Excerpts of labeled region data

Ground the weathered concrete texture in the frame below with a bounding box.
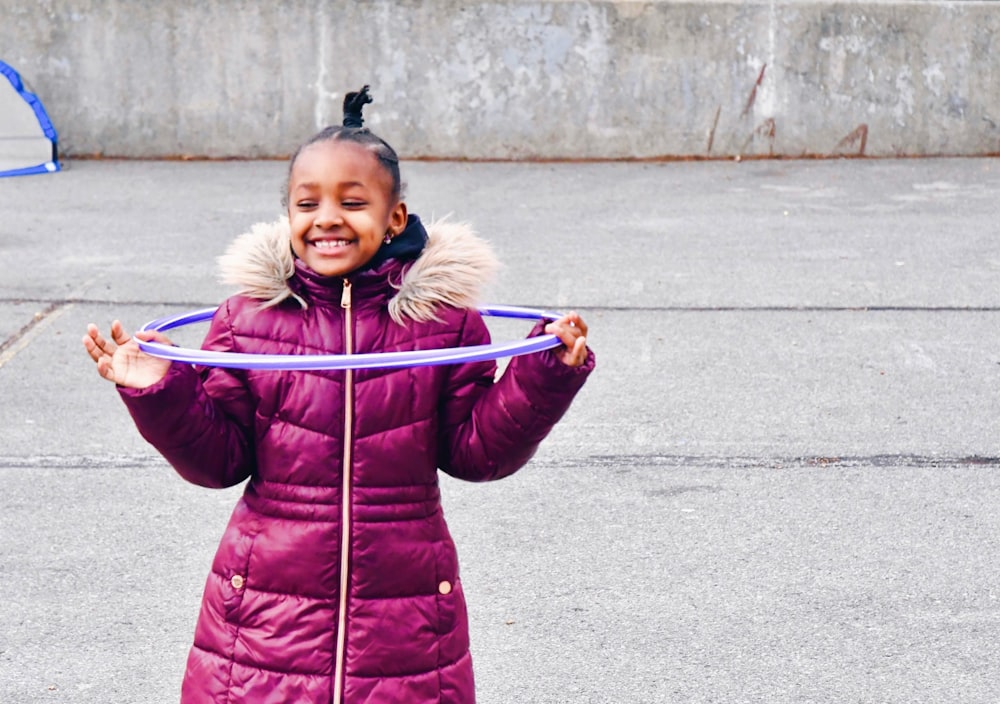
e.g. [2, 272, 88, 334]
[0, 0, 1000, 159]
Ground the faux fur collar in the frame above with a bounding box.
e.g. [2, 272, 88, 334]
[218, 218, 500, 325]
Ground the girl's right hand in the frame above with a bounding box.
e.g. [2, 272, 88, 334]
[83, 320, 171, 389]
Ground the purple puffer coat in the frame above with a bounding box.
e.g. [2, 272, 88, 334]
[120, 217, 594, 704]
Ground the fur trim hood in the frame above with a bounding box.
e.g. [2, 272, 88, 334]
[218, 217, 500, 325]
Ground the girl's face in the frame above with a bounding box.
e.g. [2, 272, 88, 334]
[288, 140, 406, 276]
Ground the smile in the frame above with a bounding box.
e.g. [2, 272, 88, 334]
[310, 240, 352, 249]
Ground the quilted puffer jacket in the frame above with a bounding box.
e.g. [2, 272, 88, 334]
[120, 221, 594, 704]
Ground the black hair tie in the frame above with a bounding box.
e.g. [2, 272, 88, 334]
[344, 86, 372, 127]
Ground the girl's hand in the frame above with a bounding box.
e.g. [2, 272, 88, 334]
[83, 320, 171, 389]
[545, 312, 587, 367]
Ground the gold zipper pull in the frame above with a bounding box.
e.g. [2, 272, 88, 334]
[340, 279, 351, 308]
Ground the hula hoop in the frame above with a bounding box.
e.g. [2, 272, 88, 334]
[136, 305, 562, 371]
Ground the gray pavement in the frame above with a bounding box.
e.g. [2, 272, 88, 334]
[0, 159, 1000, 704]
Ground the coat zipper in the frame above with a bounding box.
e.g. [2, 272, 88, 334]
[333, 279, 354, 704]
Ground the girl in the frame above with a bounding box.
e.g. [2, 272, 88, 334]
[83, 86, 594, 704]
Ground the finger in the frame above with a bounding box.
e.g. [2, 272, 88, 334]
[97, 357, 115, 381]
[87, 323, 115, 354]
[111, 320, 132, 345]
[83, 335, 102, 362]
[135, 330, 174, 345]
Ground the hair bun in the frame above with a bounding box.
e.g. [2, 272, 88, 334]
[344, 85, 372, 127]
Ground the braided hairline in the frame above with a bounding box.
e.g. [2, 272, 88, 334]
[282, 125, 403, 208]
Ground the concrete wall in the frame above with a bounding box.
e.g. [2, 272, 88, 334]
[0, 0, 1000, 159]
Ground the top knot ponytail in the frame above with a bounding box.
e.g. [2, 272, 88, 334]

• What is needed
Write out all of the lines above word for word, omitting the pictures.

• Finished exercise
Ground the weathered concrete texture in the frame below with a bounding box.
e.g. [2, 272, 88, 334]
[0, 0, 1000, 159]
Ground the faux fur collar in the frame above with a bounding box.
e.g. [2, 272, 88, 334]
[218, 218, 500, 325]
Ground the girl's right hand in the frame above with a bounding box.
e.g. [2, 272, 88, 334]
[83, 320, 171, 389]
Ground the purple puffer coat in the frame above with a bounding box.
e.g. [2, 272, 88, 334]
[120, 217, 594, 704]
Ground the fur trim hood in the frame above with a bounding box.
e.g. [2, 272, 88, 334]
[218, 217, 500, 325]
Ground the girl's face in the frame above with a bounding box.
e.g. [2, 272, 88, 334]
[288, 140, 406, 276]
Ground the smile in the frame above with a bounding box.
e.g. [2, 272, 88, 334]
[310, 240, 352, 249]
Ground the quilted puffer jacket in the frame above with a bounding box.
e.g. [2, 272, 88, 334]
[120, 221, 594, 704]
Ground the black hair tie in the frame above with a bounding box.
e.g. [2, 272, 88, 334]
[344, 86, 372, 127]
Ground the girl's hand in the frame above with a bounding box.
e.g. [2, 272, 88, 334]
[83, 320, 171, 389]
[545, 312, 587, 367]
Ground the gold zipper pull in the frame above with a bounding box.
e.g. [2, 272, 88, 334]
[340, 279, 351, 308]
Ground the hula hoop in the frame above with a bounding box.
e.g. [2, 272, 88, 334]
[136, 305, 562, 371]
Ground the gray pavement in the frame above with a bounding box.
e.g. [2, 272, 88, 334]
[0, 159, 1000, 704]
Ground the coat zipper in the frame above with a bounding box.
e.g. [2, 272, 88, 334]
[333, 279, 354, 704]
Ground the girl in the frame above with a bounding box.
e.g. [2, 272, 88, 334]
[83, 86, 594, 704]
Ground the finger in the frame above with a bounding box.
e.g. [2, 272, 88, 334]
[97, 357, 115, 381]
[87, 323, 115, 354]
[111, 320, 132, 345]
[83, 335, 102, 362]
[135, 330, 174, 345]
Ground the hair bun in the frame above with a bounding box.
e.g. [2, 272, 88, 334]
[344, 85, 372, 127]
Ground the braided hairline in the frame above with a bounding box.
e.g. [2, 272, 88, 334]
[282, 125, 403, 208]
Ground the concrete wall in the frame above with a bounding box.
e.g. [2, 272, 88, 334]
[0, 0, 1000, 159]
Ground the top knot ponytail in the frame above with a bounding box.
e.g. [2, 272, 88, 334]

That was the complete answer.